§ **Your goal**
Take the entries below and reproduce them word for word.

______

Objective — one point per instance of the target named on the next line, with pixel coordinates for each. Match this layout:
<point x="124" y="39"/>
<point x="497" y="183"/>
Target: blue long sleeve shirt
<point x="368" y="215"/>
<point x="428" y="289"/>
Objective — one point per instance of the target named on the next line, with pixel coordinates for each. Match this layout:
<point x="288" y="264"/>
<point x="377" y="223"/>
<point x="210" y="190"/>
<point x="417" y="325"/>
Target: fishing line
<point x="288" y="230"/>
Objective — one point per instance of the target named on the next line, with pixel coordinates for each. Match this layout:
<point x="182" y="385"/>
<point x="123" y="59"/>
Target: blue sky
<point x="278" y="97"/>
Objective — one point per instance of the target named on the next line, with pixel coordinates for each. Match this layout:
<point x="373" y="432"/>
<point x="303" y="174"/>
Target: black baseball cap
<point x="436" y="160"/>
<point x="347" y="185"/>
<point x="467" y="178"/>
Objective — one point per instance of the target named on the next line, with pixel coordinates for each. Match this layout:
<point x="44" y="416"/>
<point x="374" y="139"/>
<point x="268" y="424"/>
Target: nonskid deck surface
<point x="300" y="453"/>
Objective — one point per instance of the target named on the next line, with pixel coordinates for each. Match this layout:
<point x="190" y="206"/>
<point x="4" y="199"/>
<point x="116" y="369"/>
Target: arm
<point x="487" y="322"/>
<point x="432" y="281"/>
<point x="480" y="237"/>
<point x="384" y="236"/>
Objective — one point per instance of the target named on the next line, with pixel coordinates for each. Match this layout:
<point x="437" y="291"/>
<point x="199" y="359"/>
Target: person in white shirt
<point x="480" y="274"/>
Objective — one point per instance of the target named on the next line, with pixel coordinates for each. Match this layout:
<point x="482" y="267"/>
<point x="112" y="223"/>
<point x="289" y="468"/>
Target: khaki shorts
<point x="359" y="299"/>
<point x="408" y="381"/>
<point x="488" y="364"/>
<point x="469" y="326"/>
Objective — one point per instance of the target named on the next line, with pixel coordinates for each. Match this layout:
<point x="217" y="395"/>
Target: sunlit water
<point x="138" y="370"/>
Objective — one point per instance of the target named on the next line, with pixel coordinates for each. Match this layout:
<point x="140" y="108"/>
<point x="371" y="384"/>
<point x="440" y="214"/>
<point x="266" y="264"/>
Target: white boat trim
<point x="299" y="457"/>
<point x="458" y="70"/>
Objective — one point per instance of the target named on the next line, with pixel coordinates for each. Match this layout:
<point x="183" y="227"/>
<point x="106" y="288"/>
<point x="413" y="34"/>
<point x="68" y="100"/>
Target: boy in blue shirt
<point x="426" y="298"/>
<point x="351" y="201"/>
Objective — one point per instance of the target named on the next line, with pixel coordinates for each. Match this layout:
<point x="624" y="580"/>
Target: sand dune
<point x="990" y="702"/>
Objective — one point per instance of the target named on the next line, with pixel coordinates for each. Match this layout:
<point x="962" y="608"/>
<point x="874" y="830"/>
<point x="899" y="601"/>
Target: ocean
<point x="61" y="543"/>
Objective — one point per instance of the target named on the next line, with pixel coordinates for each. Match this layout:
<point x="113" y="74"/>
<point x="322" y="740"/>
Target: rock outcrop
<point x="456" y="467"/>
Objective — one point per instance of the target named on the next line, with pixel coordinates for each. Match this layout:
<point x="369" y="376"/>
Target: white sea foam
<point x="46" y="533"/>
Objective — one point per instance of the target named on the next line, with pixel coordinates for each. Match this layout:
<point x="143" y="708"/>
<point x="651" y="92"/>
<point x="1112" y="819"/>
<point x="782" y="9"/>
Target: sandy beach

______

§ **Task response**
Objective — one point per instance of the target named on the next line, with pixel coordinates for each. Match this layout:
<point x="124" y="39"/>
<point x="497" y="183"/>
Target: blue long sleeve shirt
<point x="368" y="215"/>
<point x="428" y="289"/>
Objective — one point per instance of the target named on the next line, with pixel coordinates for each. Match this layout:
<point x="288" y="264"/>
<point x="377" y="223"/>
<point x="210" y="190"/>
<point x="417" y="325"/>
Target: fishing line
<point x="288" y="230"/>
Objective — one point per instance of the target named on the next line, with pixel coordinates for each. Match this layout:
<point x="182" y="385"/>
<point x="123" y="59"/>
Target: blue sky
<point x="278" y="97"/>
Objective — one point per instance of the target named on the next line, with pixel coordinates for each. Match this layout:
<point x="373" y="432"/>
<point x="303" y="174"/>
Target: black baseball cap
<point x="436" y="160"/>
<point x="347" y="185"/>
<point x="467" y="178"/>
Objective — one point per instance of the target named on the next line, with pixel coordinates for each. Match this layout:
<point x="44" y="416"/>
<point x="374" y="139"/>
<point x="268" y="424"/>
Target: nonskid deck surface
<point x="300" y="453"/>
Objective — one point per instance of the target named on the next line, with pixel coordinates for each. Match this layout:
<point x="190" y="206"/>
<point x="4" y="199"/>
<point x="116" y="369"/>
Target: arm
<point x="487" y="322"/>
<point x="432" y="281"/>
<point x="480" y="237"/>
<point x="384" y="236"/>
Objective — one point per instance of the target named on the next line, with pixel coordinates for each. Match this layout:
<point x="437" y="291"/>
<point x="199" y="359"/>
Target: person in white shirt
<point x="480" y="274"/>
Objective — one point per instance of the target named on the next line, with pixel coordinates for each. Match this layout:
<point x="482" y="267"/>
<point x="112" y="223"/>
<point x="289" y="468"/>
Target: khaki shorts
<point x="359" y="299"/>
<point x="408" y="381"/>
<point x="488" y="364"/>
<point x="469" y="326"/>
Objective — one point per instance of the target named on the next line, with pixel coordinates for each. Match this layout:
<point x="217" y="395"/>
Target: sunlit water
<point x="138" y="370"/>
Objective — one point per instance of the target named on the next line, with pixel coordinates for each. Match this layout:
<point x="140" y="108"/>
<point x="371" y="384"/>
<point x="440" y="214"/>
<point x="266" y="264"/>
Target: white boat trim
<point x="299" y="457"/>
<point x="458" y="70"/>
Objective — one point per instance of the target named on the next line, with pixel coordinates for each. Match this layout:
<point x="183" y="227"/>
<point x="106" y="288"/>
<point x="413" y="34"/>
<point x="68" y="100"/>
Target: boy in blue shirt
<point x="426" y="298"/>
<point x="351" y="201"/>
Objective — one point per instance of the target named on the next line, with pixel coordinates for each. Match this layout:
<point x="624" y="580"/>
Target: sand dune
<point x="990" y="702"/>
Objective — one point per instance of the target named on the next line, with pixel coordinates for each. Match this layout:
<point x="962" y="608"/>
<point x="874" y="830"/>
<point x="899" y="601"/>
Target: ocean
<point x="61" y="543"/>
Objective — one point per instance of the target named on the next line, with pixel coordinates for each. Match this layout:
<point x="113" y="74"/>
<point x="322" y="740"/>
Target: rock outcrop
<point x="456" y="467"/>
Objective — one point per instance of the target named on the next line, with pixel coordinates for each. Match this layout:
<point x="369" y="376"/>
Target: white sea foam
<point x="46" y="533"/>
Objective — one point per instance of the target named on the next line, with pixel coordinates for each. Match this layout:
<point x="143" y="708"/>
<point x="651" y="92"/>
<point x="1112" y="819"/>
<point x="782" y="9"/>
Target: sandy beach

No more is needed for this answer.